## Task directions
Repeat the entries exactly, and do not carry the pictures over.

[Items from a dataset]
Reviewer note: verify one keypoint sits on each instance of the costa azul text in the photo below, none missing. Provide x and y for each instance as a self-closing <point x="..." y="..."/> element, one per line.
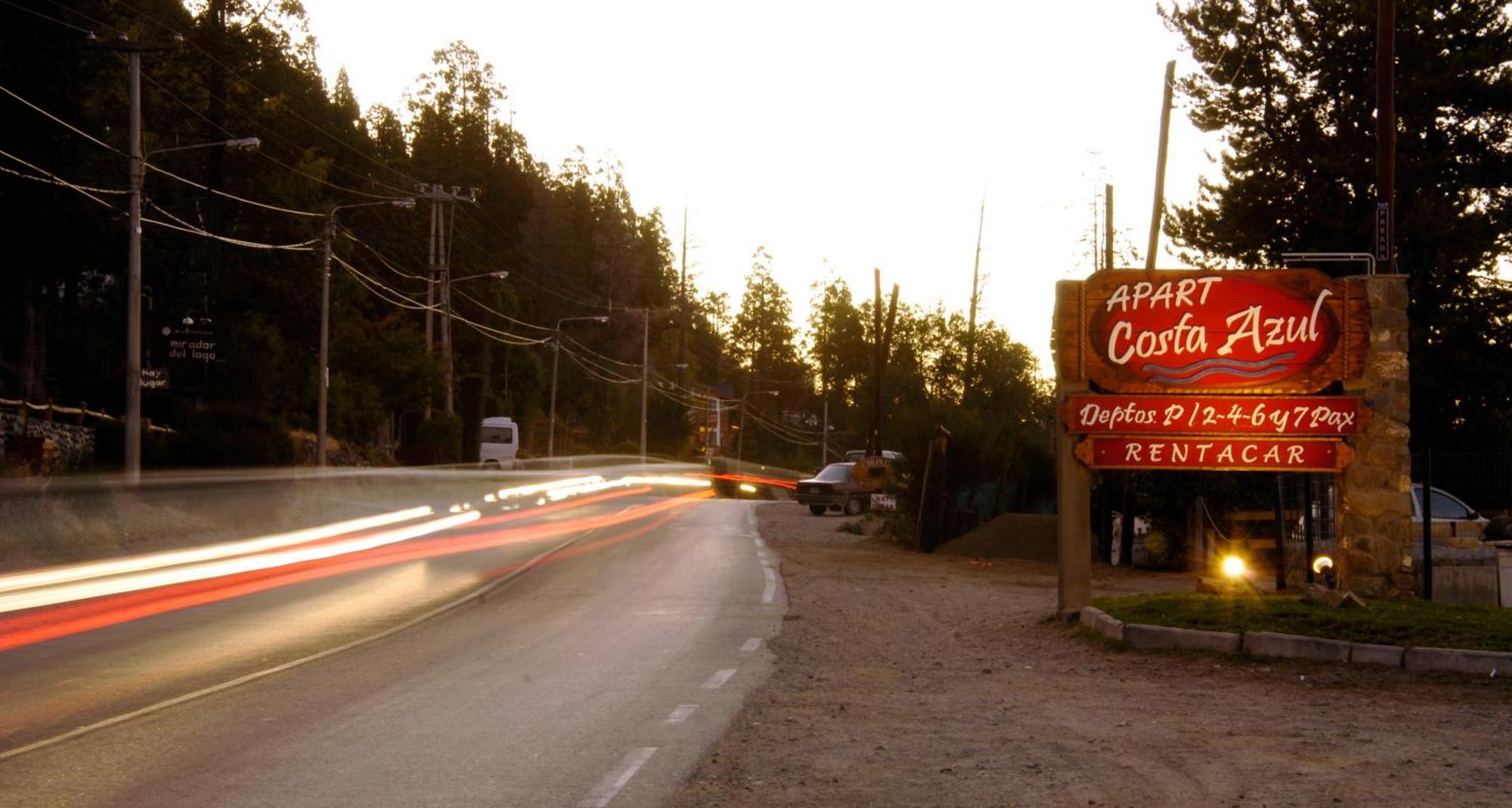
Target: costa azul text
<point x="1251" y="327"/>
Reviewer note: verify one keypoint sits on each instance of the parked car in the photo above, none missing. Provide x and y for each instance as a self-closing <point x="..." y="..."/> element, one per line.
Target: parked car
<point x="500" y="442"/>
<point x="1452" y="518"/>
<point x="890" y="475"/>
<point x="832" y="489"/>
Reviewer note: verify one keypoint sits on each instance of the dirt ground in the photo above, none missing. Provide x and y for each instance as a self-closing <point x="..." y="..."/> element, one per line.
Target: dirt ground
<point x="920" y="680"/>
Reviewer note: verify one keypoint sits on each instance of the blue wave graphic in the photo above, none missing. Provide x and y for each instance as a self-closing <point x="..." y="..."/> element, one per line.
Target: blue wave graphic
<point x="1221" y="361"/>
<point x="1257" y="373"/>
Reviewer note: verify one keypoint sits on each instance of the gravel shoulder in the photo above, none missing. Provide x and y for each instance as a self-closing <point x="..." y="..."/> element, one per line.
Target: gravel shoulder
<point x="929" y="680"/>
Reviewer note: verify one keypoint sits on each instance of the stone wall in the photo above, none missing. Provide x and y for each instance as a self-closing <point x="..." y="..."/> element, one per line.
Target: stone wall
<point x="72" y="444"/>
<point x="1377" y="488"/>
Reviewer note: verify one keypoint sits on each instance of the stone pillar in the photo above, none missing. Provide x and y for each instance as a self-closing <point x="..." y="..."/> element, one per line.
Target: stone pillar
<point x="1375" y="492"/>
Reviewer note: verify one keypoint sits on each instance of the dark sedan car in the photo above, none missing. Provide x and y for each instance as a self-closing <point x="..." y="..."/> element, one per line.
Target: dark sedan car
<point x="832" y="489"/>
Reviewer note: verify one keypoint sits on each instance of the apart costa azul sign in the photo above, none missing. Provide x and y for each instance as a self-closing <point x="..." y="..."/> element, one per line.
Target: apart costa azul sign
<point x="1253" y="330"/>
<point x="1198" y="370"/>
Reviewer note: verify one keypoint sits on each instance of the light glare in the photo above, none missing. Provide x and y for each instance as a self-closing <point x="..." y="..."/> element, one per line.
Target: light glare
<point x="1233" y="566"/>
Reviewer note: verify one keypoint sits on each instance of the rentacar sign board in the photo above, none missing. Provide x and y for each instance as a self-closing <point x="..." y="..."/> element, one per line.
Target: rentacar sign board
<point x="1213" y="371"/>
<point x="1204" y="332"/>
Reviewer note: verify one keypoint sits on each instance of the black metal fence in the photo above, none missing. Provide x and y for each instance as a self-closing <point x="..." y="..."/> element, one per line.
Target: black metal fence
<point x="1481" y="480"/>
<point x="1307" y="522"/>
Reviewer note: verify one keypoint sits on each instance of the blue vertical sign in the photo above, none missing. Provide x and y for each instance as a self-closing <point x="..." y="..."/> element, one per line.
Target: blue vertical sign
<point x="1384" y="235"/>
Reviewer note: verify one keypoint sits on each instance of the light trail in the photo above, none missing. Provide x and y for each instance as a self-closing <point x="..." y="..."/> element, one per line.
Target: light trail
<point x="81" y="590"/>
<point x="158" y="560"/>
<point x="104" y="611"/>
<point x="790" y="484"/>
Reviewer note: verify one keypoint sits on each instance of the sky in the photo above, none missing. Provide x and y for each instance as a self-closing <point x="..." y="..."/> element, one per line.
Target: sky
<point x="841" y="137"/>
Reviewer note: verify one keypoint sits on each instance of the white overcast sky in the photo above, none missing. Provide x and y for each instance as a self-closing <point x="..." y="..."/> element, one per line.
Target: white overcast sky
<point x="841" y="137"/>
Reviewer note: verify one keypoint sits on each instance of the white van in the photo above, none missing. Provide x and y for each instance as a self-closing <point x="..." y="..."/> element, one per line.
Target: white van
<point x="500" y="442"/>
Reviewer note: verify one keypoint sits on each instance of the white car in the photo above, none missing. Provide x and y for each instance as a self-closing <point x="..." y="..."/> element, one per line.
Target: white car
<point x="500" y="442"/>
<point x="1454" y="521"/>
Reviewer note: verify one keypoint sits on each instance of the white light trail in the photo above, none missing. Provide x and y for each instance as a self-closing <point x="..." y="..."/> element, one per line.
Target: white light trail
<point x="158" y="560"/>
<point x="228" y="566"/>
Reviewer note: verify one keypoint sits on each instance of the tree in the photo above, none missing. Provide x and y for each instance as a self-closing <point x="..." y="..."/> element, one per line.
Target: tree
<point x="1292" y="88"/>
<point x="763" y="335"/>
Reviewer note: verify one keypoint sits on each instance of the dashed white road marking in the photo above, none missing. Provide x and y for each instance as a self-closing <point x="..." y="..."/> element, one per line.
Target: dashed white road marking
<point x="719" y="678"/>
<point x="681" y="713"/>
<point x="619" y="776"/>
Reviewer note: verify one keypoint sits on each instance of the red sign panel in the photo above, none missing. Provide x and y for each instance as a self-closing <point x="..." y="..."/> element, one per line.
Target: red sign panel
<point x="1215" y="453"/>
<point x="1236" y="415"/>
<point x="1260" y="330"/>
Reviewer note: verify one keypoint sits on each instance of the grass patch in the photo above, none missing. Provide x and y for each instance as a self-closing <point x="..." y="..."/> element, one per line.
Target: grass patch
<point x="1407" y="624"/>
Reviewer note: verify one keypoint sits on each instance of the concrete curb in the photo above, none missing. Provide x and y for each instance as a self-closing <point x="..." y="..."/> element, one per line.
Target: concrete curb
<point x="1297" y="646"/>
<point x="1484" y="663"/>
<point x="1103" y="624"/>
<point x="1189" y="639"/>
<point x="1389" y="655"/>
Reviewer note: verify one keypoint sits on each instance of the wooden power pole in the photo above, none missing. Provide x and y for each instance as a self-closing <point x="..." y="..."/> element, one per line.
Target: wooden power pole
<point x="971" y="318"/>
<point x="1386" y="132"/>
<point x="1160" y="166"/>
<point x="1108" y="226"/>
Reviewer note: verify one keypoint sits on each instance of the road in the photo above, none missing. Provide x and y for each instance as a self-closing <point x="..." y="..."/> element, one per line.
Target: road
<point x="595" y="676"/>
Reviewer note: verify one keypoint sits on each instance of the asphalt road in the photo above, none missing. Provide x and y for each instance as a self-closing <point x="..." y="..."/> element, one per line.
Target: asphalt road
<point x="596" y="676"/>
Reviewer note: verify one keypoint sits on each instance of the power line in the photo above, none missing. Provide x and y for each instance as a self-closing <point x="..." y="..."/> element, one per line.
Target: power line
<point x="187" y="228"/>
<point x="234" y="196"/>
<point x="66" y="125"/>
<point x="46" y="17"/>
<point x="54" y="179"/>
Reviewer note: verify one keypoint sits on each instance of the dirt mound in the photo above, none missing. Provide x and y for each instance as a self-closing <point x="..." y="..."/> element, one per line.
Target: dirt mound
<point x="1030" y="536"/>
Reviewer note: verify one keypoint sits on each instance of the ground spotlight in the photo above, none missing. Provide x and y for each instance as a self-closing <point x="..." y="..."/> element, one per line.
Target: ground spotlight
<point x="1325" y="566"/>
<point x="1235" y="566"/>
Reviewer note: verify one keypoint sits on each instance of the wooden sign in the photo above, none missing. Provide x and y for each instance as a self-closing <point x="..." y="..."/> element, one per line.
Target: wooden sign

## Exercise output
Reviewer note: verify one keypoint sits on each instance of the costa azul text in the photo below, none missing. Provide x and y for each instance as a self-closing <point x="..." y="..."/> element, one per line.
Target: costa azul text
<point x="1251" y="327"/>
Reviewer note: verify one keypoint sits on each instance of the parked car in the photo above, none missing. Provide x and y for each instance as a self-closing <point x="..." y="..."/> element, one per line.
Target: parked car
<point x="500" y="442"/>
<point x="1452" y="518"/>
<point x="890" y="475"/>
<point x="832" y="489"/>
Reviewer note: verify one keypoint sits on each instance of the dirt ground in the photo above, none missing. Provide x and y for each instance as a self-closing <point x="..." y="..."/> element, one per line.
Target: dirt ground
<point x="920" y="680"/>
Reviewer note: verify one keypoint sits on each instance of the blue wave graphic in the photo above, none missing. Provide x and y for each instance as a self-closing <point x="..." y="..."/> element, one per line.
Target: blue wave graphic
<point x="1221" y="361"/>
<point x="1257" y="373"/>
Reviewer note: verify one keypoint sits on each instance of the gravel shoulder in the photo above, none missing. Provide x and y for each instance as a self-closing <point x="..." y="..."/> element, one per line.
Target: gravel shoulder
<point x="929" y="680"/>
Reviewer note: verify one keypoint sits on each instance of the stone wall in the photo above, none missing. Provide x and y for each instance as a self-closing <point x="..." y="..."/> element, one per line.
Target: stone wall
<point x="72" y="444"/>
<point x="1377" y="488"/>
Reviewer note: verify one keypoint sits on each instance of the stone pillar in the photo above, none missing. Provide x and y for each instance as a self-closing <point x="..." y="..."/> element, one per line.
Target: stone pillar
<point x="1375" y="492"/>
Reviewer note: verify one keypoint sits on each instance of the dark sedan car in the photo above, none missing. Provide x and y for each instance as a self-closing <point x="..." y="..."/> element, one per line.
Target: dark sedan car
<point x="832" y="489"/>
Reviewer note: verify one keypoint sits on each instance of the apart costa azul sign in the photo above, none missing. Provide x and y for each instance as a self-closing <point x="..." y="..."/> element, one per line.
Target: apart costa azul sign
<point x="1253" y="330"/>
<point x="1198" y="370"/>
Reviewer note: verify one keypoint sits on each instance of the light glare in the photo above, none missing. Provide x and y for each instance as a self-closing <point x="..." y="..."/> element, one per line.
Target: light glare
<point x="1233" y="566"/>
Reviewer note: verify one keypoint sits on each instance of the rentacar sign board in the photo above, none missing. Provide x and y for each instance as a self-closing <point x="..." y="..."/> element, one per line.
Target: rentacar sign board
<point x="1213" y="371"/>
<point x="1204" y="332"/>
Reviewer note: verify one keypoint sits on each instance of the black metal fence in the photo above, none missing. Provide x and y for each instance as a self-closing <point x="..." y="..."/> element, one per line.
Target: black metal fence
<point x="1481" y="480"/>
<point x="1307" y="522"/>
Reviewer note: verify one keypoint sits on each instance of the blue vertical sign in the photo above, none missing. Provide x and y for each instance as a self-closing <point x="..." y="..."/> element, one per line.
Target: blue vertical sign
<point x="1384" y="235"/>
Reviewer note: verify one keypoint sits on each instance of the light trail in the photo above, none missing. Provide x and y for each instance as a self-closing <point x="..." y="..."/> element, one per line.
Target: light trail
<point x="81" y="590"/>
<point x="158" y="560"/>
<point x="104" y="611"/>
<point x="790" y="484"/>
Reviewer note: verify one keypoint sits on each instance of the sky in the photo above, none missing. Provide x and y for each instance as a self-closing <point x="..." y="..."/> element, one per line.
Target: sky
<point x="841" y="137"/>
Reviewer note: verify one keypoint sits on each instance of the white overcast sky in the photo above, none missing. Provide x and y for each instance as a self-closing <point x="..." y="..."/> element, one per line.
Target: white overcast sky
<point x="841" y="137"/>
Reviewer note: verify one keypoint sits on each instance of the white van in the photo above, none missing. Provide x and y for each instance as a self-closing <point x="..." y="..."/> element, one per line.
Target: white van
<point x="500" y="442"/>
Reviewer note: verify one keypoint sits on each instance of the white car in the photo above, none missing. Provide x and y for each instance as a self-closing <point x="..." y="..."/> element, one per line.
Target: white car
<point x="500" y="442"/>
<point x="1454" y="521"/>
Reviewer note: verify one keypoint sits on each instance of the white light trail in the photo above, none missing. Provide x and y for each instance as a self-closing <point x="..." y="..."/> element, one per line.
Target: white light trail
<point x="158" y="560"/>
<point x="228" y="566"/>
Reviewer note: verify one keypoint sits on each instance of the tree in the photo above, none missing. Provide x and y for each instance as a self-closing <point x="..." y="..."/> element, one per line.
Target: tree
<point x="1292" y="88"/>
<point x="763" y="335"/>
Reviewer note: verify one keypoint sits on each instance of the dashed white road marking in the photo above, none missing. Provide x and y for each instance as a self-closing <point x="..." y="..."/> element, one per line.
Target: dashed white road marking
<point x="719" y="678"/>
<point x="681" y="713"/>
<point x="619" y="776"/>
Reviewer note: verify one keypoint sits on each instance of the red sign panel in the photo above, none missing. Provide x and y for each instance as a self-closing <point x="..." y="..."/> element, one per line.
Target: red sign panel
<point x="1215" y="453"/>
<point x="1236" y="415"/>
<point x="1260" y="330"/>
Reviewer note: verify one keypoint sits on each instance of the grass patch in the photo above, none missing. Provide x and y for each instance as a self-closing <point x="..." y="..."/> element, one per line.
Target: grass patch
<point x="1407" y="624"/>
Reviewer note: verify one keypoint sits on each instance of the concrete curb in the photo above, none missing. Provide x and y for each instance as a self-closing <point x="..." y="..."/> element, one per line.
Target: concrete curb
<point x="1297" y="646"/>
<point x="1484" y="663"/>
<point x="1103" y="624"/>
<point x="1189" y="639"/>
<point x="1389" y="655"/>
Reviewer note: verify one keypoint sits on each instance of the wooden power pole in the photo above, none missing. Provide x and y for each instance as a self-closing <point x="..." y="..."/> element, one per line.
Target: wooden power pole
<point x="971" y="318"/>
<point x="1386" y="132"/>
<point x="1160" y="166"/>
<point x="1108" y="226"/>
Reviewer note: verify one keypoint sits on each instance of the road in the photo above, none missing. Provide x and y for each instance as a self-closing <point x="..." y="..."/> element, one per line.
Target: road
<point x="595" y="676"/>
Reviewer note: verify one keypoint sits on each instance of the asphalt road in the photo above, none missing. Provide x and y for each instance as a self-closing <point x="..." y="..."/> element, one per line.
Target: asphalt road
<point x="596" y="676"/>
Reviewer note: verify one keypoint sits on each instance of the power line in the photo above, none missing. Provide x and y for each instance as a self-closing <point x="..." y="..."/> element, one per line.
Target: power line
<point x="187" y="228"/>
<point x="234" y="196"/>
<point x="66" y="125"/>
<point x="46" y="17"/>
<point x="54" y="179"/>
Reviewer note: verify one keypoint sits on each instance of the dirt mound in the photo above, none missing. Provide x and y for each instance as a self-closing <point x="..." y="..."/> element, one per line.
Target: dirt mound
<point x="1030" y="536"/>
Reviewer note: verify one keypoint sits on each instance of the ground spotlight in the photo above, none missing. Provide x and y for each instance as a self-closing <point x="..." y="..."/> element, one per line.
Target: ground spotlight
<point x="1325" y="566"/>
<point x="1235" y="566"/>
Reviewer note: verify one keypoint sits on each instance of the wooden sign in the photo above, none missing. Provide x and y for each instance as a self-closing <point x="..." y="..."/> element, one per line.
Target: wooden sign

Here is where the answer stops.